_ASSIGNED TASK:_ Return the data that follows, keeping every word and mark unchanged.

_DATA FOR ANALYSIS:_

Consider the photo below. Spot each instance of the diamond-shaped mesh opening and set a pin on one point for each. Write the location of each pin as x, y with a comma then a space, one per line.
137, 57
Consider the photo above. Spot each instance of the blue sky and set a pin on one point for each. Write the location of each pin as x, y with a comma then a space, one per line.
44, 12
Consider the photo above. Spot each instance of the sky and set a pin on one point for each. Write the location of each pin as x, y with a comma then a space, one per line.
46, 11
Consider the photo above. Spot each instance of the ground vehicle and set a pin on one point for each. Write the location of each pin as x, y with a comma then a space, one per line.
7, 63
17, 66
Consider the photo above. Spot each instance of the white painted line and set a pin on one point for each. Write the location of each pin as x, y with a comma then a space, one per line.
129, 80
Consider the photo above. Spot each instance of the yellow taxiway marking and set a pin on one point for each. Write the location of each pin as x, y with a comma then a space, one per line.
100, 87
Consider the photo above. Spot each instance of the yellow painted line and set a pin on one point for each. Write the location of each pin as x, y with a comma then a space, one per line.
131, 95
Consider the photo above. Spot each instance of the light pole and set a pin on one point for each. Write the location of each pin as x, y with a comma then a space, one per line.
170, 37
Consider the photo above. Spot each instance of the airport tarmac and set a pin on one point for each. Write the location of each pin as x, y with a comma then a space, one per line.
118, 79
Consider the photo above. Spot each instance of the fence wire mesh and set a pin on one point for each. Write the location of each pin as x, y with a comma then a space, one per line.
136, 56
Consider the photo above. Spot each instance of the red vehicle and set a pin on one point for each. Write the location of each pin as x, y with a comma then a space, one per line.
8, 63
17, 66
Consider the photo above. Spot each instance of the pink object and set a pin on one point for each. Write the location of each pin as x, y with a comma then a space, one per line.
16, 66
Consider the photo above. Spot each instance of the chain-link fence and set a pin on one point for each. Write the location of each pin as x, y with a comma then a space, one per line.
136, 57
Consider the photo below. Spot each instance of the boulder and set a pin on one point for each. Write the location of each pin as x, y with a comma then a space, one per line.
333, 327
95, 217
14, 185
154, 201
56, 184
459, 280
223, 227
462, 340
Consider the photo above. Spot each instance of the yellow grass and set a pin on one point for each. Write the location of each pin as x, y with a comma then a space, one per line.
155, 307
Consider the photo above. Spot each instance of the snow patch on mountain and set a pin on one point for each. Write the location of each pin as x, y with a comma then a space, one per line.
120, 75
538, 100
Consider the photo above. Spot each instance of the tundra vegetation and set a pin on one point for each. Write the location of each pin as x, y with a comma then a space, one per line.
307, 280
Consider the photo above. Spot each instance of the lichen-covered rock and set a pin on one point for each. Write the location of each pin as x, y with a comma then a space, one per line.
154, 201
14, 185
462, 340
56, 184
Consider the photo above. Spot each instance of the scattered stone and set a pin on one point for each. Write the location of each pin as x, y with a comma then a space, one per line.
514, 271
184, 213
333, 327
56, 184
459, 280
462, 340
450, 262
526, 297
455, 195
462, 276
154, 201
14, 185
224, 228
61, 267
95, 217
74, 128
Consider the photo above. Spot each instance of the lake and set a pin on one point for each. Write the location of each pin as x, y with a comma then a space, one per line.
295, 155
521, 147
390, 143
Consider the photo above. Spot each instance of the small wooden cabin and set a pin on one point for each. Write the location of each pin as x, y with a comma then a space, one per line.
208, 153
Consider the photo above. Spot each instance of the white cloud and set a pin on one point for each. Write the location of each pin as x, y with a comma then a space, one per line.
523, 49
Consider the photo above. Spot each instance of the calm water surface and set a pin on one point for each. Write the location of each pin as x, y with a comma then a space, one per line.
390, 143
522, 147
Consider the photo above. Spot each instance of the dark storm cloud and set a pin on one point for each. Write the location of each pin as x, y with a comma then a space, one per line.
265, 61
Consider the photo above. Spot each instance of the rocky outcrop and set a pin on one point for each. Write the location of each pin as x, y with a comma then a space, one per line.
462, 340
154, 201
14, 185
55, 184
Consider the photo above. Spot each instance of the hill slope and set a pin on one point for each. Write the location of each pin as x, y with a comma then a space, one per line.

_SOLUTION FOR THIS EXERCISE:_
Consider the photo below. Spot each instance of the diamond-shaped mesh opening and set a pin on one point for each. Write the location of each pin as x, y with a comma then a space, one per line.
137, 57
Consider the photo above. Spot each instance of the blue sky and set a pin on one point for each. Write the location of each pin as x, y with a comma then a space, one per line.
44, 12
Consider the photo above. Spot each instance of the sky and set a pin on one point for each. Write the location of each pin as x, y with a comma then a space, one per line.
46, 11
Consider the photo above. Spot each instance of the ground vehicle and set a pin on one point for each. Write the location of each pin as x, y with a comma then a space, one per line.
7, 63
17, 66
Consider the photo above. Spot each instance of the white painted line and set a pin on one point for each. Write the location of each pin as x, y with a comma then a space, one per line.
129, 80
Consider the photo above. Spot each instance of the yellow taxiway marking and set a pin on one point for each. Write the location of each pin as x, y with a comma then a space, one per line.
100, 87
Consider the photo above. Spot each instance of the yellow painted line and set a pin on one point for each. Write the location of each pin as x, y with a comma then a space, one per line.
131, 95
Consider the photo above. Spot each instance of the light pole and set a pin on one point for each. Write the location of each pin as x, y with a comma then a space, one per line.
170, 37
Consider the photo above. Spot each instance of the airport tarmac and set a pin on one point for each. Write the location of each pin as x, y with a comma then a space, one per line.
118, 79
Consider the photo above. Spot each instance of the fence wire mesh and set a pin on one point for each. Write the location of each pin as x, y with a comma then a space, one per line.
136, 56
Consider the photo above. Spot each instance of the red vehicle and set a pin on one point for each. Write the location of each pin as x, y with a comma then a space, one per line.
8, 63
17, 66
Consider the photo above. Spot each instance of the pink object and set a pin on one point for each. Write the location of each pin as x, y with a comma then a space, one per line.
16, 66
Consider the photo above. Spot each instance of the chain-link fence and set a pin on one point for each. Write the location of each pin as x, y with a comma then a space, one per line.
136, 57
Consider the photo below. Spot each instance of the boulder and set a pin on one point for each. Write the location of each pin as x, y with a comma then a space, one per line.
333, 327
95, 217
14, 185
154, 201
56, 184
459, 280
223, 227
462, 340
Consider the photo above. Spot each instance of the yellow grass and set a pin on one point for each. Write the location of each pin as x, y with a comma then a space, one per line.
155, 307
Consider the photo above. Spot each instance of the snow patch on mountain and set a pin on one point for each. Write the location of each pin as x, y with a comma then a space, one per line.
120, 75
538, 100
Consider the photo above. Spot each instance of the tundra vegetation and set a pin on one point for each. Write the location of each pin as x, y with a comma then a space, one per line.
307, 280
Consider the photo above. Spot each instance of the lichen-covered rock and set a pin on one point for each. Write the location of each pin as x, y with a comma then a space, one per line.
154, 201
14, 185
462, 340
56, 184
Consider the photo above. Spot each instance of the scattered stone and set a pin on one point for each. Write the location of each pin as x, y with a comma then a space, one per line.
514, 271
184, 213
333, 327
56, 184
459, 280
462, 340
450, 262
526, 297
455, 195
462, 276
154, 201
14, 185
224, 228
61, 267
95, 217
74, 128
Consider the photo above. Spot each instance of the lake and set a pin on one point for each. Write the location of each pin as x, y with a comma then a space, one per line.
295, 155
521, 147
390, 143
Consider the photo above. Spot each instance of the small wooden cabin and set a pin on one point for each. Write the location of each pin as x, y with a comma then a space, one per line.
208, 153
Consider the photo above. Spot each instance of the white cloud and set a pin on one point for each. Write the location of each pin as x, y with a comma then a space, one per line.
523, 49
Consider the photo above. Spot each instance of the calm water surface and set a pin on one point for each. Write the location of each pin as x, y with a comma then a space, one per line.
390, 143
522, 147
Consider the photo above. Spot each instance of the dark storm cloud and set a pin on one point for each. Write the location of each pin as x, y with a comma then a space, one per line.
265, 61
Consider the photo above. Spot each instance of the rocky outcrop and set a pin on one point for each. Write the location of each pin as x, y with a comma then a space, one per line.
462, 340
154, 201
14, 185
55, 184
Consider the photo above. Spot each instance of the hill slope and set a pin on one point for each. Write the location of each pin as x, y with a comma then a space, one per line.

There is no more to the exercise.